▶ [PASSAGE]:

╔══

The resignation of Uber CEO and co-founder Travis Kalanick, amid several controversies hounding the company, ought to be a wake-up call to management and executives. As Reuters reported, Kalanick had resigned under pressure from Uber’s major investors.
The tipping point that led to Kalanick’s resignation was a blog entry by former Uber employee and engineer Susan Fowler, who detailed cases of sexual harassment at the company. According to Fowler, she and many other female workers were targeted by such abuse. On top of that, she also revealed a leadership culture that one expert had described as “toxic” to the organization.
Fowler had escalated her complaint to both her managers and HR but without much effect. She later resigned and wrote the blog entry that brought down Kalanick. It was quite an outcome, considering that, as others have described it, Kalanick had wielded nearly absolute power at the company. The fallout affected others as well. Reportedly, 20 people had been fired for inappropriate behavior and other offenses.
What can CEOs do when faced with a similar situation at Uber, particularly when sexual harassment is involved? Analyses by experts have one advice in common: CEOs and upper management must show that they are serious and committed to addressing complaints of sexual harassment and other inappropriate behavior.
Other useful advice includes promoting a culture of transparency where workers feel free to report abuse (towards themselves or others) without fear of reprisal; having clear, documented policies against abuse and empowering HR to enforce these; and creating a culture where there’s zero-tolerance for harassment and abuse. But again, none of these would be of much use if the CEO and upper management themselves are not serious about the matter.
Another useful advice is discussed in The Atlantic: put more women in charge in the middle and upper management.

╚══

▶ [MATERIAL SUPPLIED]:
╔══

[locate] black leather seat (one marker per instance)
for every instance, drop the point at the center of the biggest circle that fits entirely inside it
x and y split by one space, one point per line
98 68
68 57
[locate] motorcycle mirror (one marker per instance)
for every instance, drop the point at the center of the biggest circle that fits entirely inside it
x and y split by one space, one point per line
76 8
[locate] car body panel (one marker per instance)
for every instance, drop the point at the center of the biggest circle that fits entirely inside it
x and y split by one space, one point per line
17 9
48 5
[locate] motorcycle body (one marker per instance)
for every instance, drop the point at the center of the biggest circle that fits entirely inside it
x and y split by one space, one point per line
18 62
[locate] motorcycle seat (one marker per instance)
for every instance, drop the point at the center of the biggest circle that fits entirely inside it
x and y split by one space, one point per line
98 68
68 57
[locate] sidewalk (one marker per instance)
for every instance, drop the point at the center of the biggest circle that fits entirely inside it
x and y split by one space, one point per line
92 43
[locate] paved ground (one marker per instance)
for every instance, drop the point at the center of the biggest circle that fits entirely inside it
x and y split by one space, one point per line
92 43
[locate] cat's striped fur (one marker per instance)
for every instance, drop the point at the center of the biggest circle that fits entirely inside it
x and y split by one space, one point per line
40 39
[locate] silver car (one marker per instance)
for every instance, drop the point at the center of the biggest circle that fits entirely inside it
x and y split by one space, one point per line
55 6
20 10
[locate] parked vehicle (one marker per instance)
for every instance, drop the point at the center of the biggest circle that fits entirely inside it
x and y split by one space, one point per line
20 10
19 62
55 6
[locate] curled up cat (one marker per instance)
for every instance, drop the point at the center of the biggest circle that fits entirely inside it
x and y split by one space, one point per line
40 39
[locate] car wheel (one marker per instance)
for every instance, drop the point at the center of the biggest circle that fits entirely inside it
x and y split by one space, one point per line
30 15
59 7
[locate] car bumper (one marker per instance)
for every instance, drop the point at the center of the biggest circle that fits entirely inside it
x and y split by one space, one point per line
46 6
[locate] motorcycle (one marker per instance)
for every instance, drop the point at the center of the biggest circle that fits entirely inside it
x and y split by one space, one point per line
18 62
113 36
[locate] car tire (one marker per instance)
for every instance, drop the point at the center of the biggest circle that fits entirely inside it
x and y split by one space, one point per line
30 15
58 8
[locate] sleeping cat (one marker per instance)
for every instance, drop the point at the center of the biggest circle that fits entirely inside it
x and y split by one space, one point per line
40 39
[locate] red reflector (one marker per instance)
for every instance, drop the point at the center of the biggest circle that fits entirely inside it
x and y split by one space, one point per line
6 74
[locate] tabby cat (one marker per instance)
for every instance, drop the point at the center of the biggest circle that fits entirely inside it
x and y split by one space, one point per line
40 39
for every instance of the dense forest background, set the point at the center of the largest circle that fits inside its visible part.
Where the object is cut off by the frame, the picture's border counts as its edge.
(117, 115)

╚══

▶ [PARTS OF THE EXERCISE]:
[1] Please rewrite the Uber passage from "The tipping point" up to and including "to the organization.", replacing "blog entry" with "blog post".
[2] Answer these questions from the Uber passage:
(a) Under pressure from whom did Kalanick resign?
(b) How many people were reportedly fired for inappropriate behavior and other offenses?
(c) Which publication discusses putting more women in charge in middle and upper management?
[3] Summarize the Uber passage in two sentences.

▶ [REPLIES]:
[1]
The tipping point that led to Kalanick’s resignation was a blog post by former Uber employee and engineer Susan Fowler, who detailed cases of sexual harassment at the company. According to Fowler, she and many other female workers were targeted by such abuse. On top of that, she also revealed a leadership culture that one expert had described as “toxic” to the organization.

[2]
(a) Uber's major investors
(b) 20
(c) The Atlantic

[3] Uber CEO Travis Kalanick resigned under investor pressure after former engineer Susan Fowler wrote a blog entry describing sexual harassment and a toxic leadership culture at the company. Experts advise that CEOs and upper management show they are serious about addressing harassment complaints, foster transparency, enforce clear policies, maintain zero tolerance for abuse, and put more women in management.